Source data:

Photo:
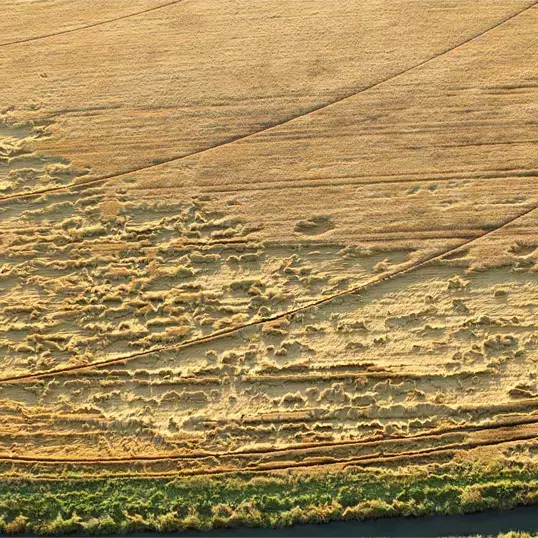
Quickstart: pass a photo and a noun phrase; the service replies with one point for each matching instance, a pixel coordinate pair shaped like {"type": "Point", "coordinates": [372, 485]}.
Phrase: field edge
{"type": "Point", "coordinates": [71, 505]}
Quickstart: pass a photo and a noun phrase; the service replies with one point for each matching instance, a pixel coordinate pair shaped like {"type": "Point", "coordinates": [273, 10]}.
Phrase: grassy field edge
{"type": "Point", "coordinates": [100, 506]}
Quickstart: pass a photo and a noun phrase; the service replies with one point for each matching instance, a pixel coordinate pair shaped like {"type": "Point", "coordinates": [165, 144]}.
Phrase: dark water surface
{"type": "Point", "coordinates": [486, 523]}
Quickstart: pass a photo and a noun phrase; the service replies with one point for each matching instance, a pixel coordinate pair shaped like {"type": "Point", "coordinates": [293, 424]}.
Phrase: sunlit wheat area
{"type": "Point", "coordinates": [266, 262]}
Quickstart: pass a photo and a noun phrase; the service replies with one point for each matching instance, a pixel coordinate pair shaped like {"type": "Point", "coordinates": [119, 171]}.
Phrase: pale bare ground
{"type": "Point", "coordinates": [267, 235]}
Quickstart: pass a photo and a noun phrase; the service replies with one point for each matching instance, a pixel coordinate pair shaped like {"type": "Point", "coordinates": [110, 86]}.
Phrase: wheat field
{"type": "Point", "coordinates": [269, 240]}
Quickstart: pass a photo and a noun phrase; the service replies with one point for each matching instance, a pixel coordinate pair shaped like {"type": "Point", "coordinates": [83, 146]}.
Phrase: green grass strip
{"type": "Point", "coordinates": [124, 505]}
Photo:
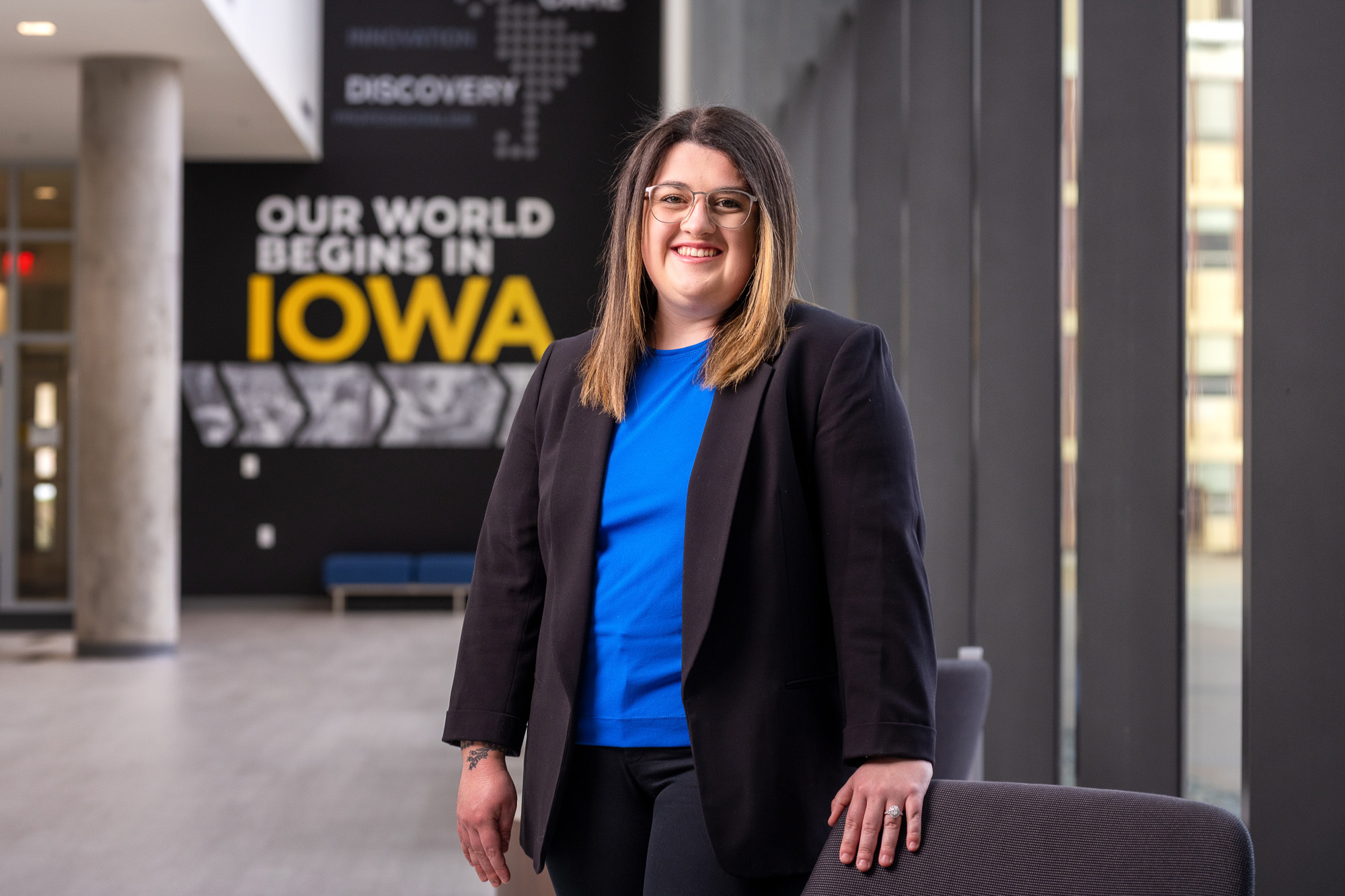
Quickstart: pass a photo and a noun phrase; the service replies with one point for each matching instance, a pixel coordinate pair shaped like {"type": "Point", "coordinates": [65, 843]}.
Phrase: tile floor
{"type": "Point", "coordinates": [280, 752]}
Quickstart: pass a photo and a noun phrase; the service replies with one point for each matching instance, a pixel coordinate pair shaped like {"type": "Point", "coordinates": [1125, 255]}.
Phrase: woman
{"type": "Point", "coordinates": [700, 584]}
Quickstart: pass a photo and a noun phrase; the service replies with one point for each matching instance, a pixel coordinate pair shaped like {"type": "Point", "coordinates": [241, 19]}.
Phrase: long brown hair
{"type": "Point", "coordinates": [753, 330]}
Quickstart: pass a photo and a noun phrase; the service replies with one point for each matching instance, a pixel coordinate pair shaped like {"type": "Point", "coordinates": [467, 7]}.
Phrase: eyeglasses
{"type": "Point", "coordinates": [673, 204]}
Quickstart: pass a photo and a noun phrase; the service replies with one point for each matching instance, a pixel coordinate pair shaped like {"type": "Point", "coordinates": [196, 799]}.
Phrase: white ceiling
{"type": "Point", "coordinates": [229, 114]}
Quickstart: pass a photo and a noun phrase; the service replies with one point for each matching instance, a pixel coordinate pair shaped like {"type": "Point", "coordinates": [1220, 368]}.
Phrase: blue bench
{"type": "Point", "coordinates": [387, 575]}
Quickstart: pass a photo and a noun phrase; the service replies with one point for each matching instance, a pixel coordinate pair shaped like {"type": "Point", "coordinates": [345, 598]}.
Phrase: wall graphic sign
{"type": "Point", "coordinates": [357, 333]}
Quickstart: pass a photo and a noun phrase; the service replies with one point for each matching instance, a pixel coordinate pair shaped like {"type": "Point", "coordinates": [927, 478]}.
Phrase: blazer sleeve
{"type": "Point", "coordinates": [493, 686]}
{"type": "Point", "coordinates": [872, 544]}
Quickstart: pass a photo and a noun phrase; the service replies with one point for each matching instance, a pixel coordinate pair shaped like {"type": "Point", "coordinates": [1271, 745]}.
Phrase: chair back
{"type": "Point", "coordinates": [1039, 840]}
{"type": "Point", "coordinates": [960, 715]}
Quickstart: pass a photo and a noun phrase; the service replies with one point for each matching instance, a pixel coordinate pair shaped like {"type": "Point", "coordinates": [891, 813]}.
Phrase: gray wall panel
{"type": "Point", "coordinates": [1296, 663]}
{"type": "Point", "coordinates": [938, 386]}
{"type": "Point", "coordinates": [879, 165]}
{"type": "Point", "coordinates": [1130, 361]}
{"type": "Point", "coordinates": [1017, 459]}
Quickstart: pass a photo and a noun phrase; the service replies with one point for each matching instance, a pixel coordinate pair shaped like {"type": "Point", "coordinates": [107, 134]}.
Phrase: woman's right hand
{"type": "Point", "coordinates": [486, 801]}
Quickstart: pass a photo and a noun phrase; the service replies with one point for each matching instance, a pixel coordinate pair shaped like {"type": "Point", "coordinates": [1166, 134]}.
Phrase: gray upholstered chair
{"type": "Point", "coordinates": [1038, 840]}
{"type": "Point", "coordinates": [960, 708]}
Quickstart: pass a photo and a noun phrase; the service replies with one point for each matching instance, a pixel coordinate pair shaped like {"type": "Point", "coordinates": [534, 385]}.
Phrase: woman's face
{"type": "Point", "coordinates": [697, 267]}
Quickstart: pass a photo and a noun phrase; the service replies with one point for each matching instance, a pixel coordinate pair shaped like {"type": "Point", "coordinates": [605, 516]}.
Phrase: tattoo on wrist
{"type": "Point", "coordinates": [478, 749]}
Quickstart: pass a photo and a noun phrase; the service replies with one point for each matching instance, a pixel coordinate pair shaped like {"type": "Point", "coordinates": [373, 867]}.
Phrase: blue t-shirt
{"type": "Point", "coordinates": [631, 692]}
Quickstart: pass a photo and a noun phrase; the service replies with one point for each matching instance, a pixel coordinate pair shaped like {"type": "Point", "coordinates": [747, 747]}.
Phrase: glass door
{"type": "Point", "coordinates": [36, 345]}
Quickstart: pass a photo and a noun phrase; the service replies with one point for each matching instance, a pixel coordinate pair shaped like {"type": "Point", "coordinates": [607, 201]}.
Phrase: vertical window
{"type": "Point", "coordinates": [1215, 140]}
{"type": "Point", "coordinates": [1069, 389]}
{"type": "Point", "coordinates": [36, 315]}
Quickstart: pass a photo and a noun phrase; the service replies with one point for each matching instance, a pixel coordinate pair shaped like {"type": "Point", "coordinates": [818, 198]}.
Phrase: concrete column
{"type": "Point", "coordinates": [128, 257]}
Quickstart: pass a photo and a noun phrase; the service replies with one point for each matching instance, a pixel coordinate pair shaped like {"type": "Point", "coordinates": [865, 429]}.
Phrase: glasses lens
{"type": "Point", "coordinates": [728, 208]}
{"type": "Point", "coordinates": [670, 204]}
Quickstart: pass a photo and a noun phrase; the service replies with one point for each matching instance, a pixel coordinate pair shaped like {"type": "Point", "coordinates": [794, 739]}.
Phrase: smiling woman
{"type": "Point", "coordinates": [700, 585]}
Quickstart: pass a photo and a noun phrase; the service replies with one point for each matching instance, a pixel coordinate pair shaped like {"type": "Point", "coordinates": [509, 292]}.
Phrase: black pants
{"type": "Point", "coordinates": [630, 823]}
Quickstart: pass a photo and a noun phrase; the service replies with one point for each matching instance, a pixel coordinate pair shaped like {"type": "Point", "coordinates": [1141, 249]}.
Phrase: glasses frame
{"type": "Point", "coordinates": [753, 204]}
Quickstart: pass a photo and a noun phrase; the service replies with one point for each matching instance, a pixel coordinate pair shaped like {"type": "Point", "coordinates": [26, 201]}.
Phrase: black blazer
{"type": "Point", "coordinates": [806, 631]}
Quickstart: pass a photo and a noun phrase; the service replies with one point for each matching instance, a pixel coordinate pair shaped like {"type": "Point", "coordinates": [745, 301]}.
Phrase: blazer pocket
{"type": "Point", "coordinates": [810, 682]}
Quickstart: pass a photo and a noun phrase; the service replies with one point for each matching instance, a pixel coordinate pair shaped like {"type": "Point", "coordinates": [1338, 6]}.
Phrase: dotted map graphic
{"type": "Point", "coordinates": [540, 50]}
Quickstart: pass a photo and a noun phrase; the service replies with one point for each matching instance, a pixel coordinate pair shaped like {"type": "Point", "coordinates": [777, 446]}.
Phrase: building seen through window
{"type": "Point", "coordinates": [1215, 142]}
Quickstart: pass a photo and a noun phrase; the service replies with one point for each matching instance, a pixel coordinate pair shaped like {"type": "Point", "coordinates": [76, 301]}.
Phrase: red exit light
{"type": "Point", "coordinates": [25, 264]}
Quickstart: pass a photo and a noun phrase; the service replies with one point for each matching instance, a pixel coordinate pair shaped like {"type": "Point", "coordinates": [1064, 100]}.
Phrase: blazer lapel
{"type": "Point", "coordinates": [576, 506]}
{"type": "Point", "coordinates": [711, 498]}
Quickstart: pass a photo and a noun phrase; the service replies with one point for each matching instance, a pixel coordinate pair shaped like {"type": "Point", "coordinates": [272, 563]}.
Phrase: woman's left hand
{"type": "Point", "coordinates": [872, 788]}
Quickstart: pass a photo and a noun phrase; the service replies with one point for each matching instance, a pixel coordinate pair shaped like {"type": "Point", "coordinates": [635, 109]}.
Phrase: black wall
{"type": "Point", "coordinates": [323, 499]}
{"type": "Point", "coordinates": [1295, 717]}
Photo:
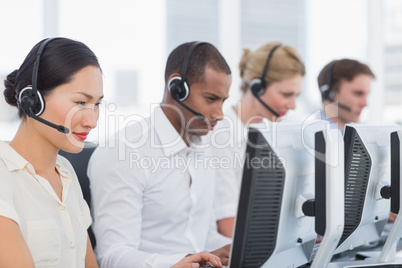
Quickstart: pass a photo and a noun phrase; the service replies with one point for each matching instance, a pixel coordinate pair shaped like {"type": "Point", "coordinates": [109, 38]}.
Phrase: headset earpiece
{"type": "Point", "coordinates": [178, 89]}
{"type": "Point", "coordinates": [326, 89]}
{"type": "Point", "coordinates": [257, 87]}
{"type": "Point", "coordinates": [31, 101]}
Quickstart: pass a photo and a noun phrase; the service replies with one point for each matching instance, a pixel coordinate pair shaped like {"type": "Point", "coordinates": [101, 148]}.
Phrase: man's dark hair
{"type": "Point", "coordinates": [204, 55]}
{"type": "Point", "coordinates": [344, 69]}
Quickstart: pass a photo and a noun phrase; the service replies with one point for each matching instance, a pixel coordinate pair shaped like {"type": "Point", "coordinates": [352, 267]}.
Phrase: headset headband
{"type": "Point", "coordinates": [37, 61]}
{"type": "Point", "coordinates": [268, 60]}
{"type": "Point", "coordinates": [187, 60]}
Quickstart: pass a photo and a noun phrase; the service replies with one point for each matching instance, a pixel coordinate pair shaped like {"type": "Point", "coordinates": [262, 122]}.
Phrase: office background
{"type": "Point", "coordinates": [133, 38]}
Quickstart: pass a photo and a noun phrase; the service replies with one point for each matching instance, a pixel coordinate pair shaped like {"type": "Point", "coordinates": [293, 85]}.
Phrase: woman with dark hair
{"type": "Point", "coordinates": [43, 215]}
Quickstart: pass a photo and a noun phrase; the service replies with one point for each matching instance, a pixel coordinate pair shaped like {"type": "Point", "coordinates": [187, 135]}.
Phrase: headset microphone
{"type": "Point", "coordinates": [30, 99]}
{"type": "Point", "coordinates": [178, 87]}
{"type": "Point", "coordinates": [328, 92]}
{"type": "Point", "coordinates": [257, 85]}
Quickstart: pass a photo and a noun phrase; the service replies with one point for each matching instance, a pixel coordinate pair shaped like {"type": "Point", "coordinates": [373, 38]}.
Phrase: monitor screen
{"type": "Point", "coordinates": [278, 176]}
{"type": "Point", "coordinates": [367, 171]}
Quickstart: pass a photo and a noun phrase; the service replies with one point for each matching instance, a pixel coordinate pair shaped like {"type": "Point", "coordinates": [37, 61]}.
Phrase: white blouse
{"type": "Point", "coordinates": [55, 231]}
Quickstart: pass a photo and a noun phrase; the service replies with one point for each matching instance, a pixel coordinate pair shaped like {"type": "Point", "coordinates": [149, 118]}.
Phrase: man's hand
{"type": "Point", "coordinates": [194, 260]}
{"type": "Point", "coordinates": [223, 254]}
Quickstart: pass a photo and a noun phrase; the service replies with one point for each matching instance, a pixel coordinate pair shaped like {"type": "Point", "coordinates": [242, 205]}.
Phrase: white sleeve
{"type": "Point", "coordinates": [7, 208]}
{"type": "Point", "coordinates": [117, 192]}
{"type": "Point", "coordinates": [215, 240]}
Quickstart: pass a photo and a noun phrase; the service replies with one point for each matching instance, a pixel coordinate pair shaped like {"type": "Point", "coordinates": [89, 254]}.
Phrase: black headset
{"type": "Point", "coordinates": [31, 100]}
{"type": "Point", "coordinates": [327, 90]}
{"type": "Point", "coordinates": [177, 85]}
{"type": "Point", "coordinates": [257, 85]}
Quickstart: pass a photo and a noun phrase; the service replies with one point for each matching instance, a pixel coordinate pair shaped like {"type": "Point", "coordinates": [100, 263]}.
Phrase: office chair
{"type": "Point", "coordinates": [80, 164]}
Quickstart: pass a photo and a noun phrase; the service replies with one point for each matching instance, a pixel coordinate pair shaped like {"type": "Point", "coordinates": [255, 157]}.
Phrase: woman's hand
{"type": "Point", "coordinates": [194, 261]}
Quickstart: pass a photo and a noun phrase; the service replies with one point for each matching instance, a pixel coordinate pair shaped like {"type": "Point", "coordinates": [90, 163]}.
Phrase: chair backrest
{"type": "Point", "coordinates": [80, 164]}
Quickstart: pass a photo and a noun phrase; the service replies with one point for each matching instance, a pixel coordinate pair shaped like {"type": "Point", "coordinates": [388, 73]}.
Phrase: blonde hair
{"type": "Point", "coordinates": [285, 63]}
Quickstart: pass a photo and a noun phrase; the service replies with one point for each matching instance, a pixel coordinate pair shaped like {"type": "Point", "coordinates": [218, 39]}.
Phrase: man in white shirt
{"type": "Point", "coordinates": [153, 187]}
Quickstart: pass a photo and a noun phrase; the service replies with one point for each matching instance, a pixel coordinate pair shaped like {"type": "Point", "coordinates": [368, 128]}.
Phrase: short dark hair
{"type": "Point", "coordinates": [61, 59]}
{"type": "Point", "coordinates": [204, 54]}
{"type": "Point", "coordinates": [344, 69]}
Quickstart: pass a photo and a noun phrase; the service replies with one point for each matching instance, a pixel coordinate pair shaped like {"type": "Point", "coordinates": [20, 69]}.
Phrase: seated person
{"type": "Point", "coordinates": [152, 194]}
{"type": "Point", "coordinates": [272, 78]}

**Exercise:** Select every line in the entries above that contains the word "wall", and copy each one.

**Result for this exercise:**
Phrase: wall graphic sign
Phrase: gray wall panel
Phrase: black wall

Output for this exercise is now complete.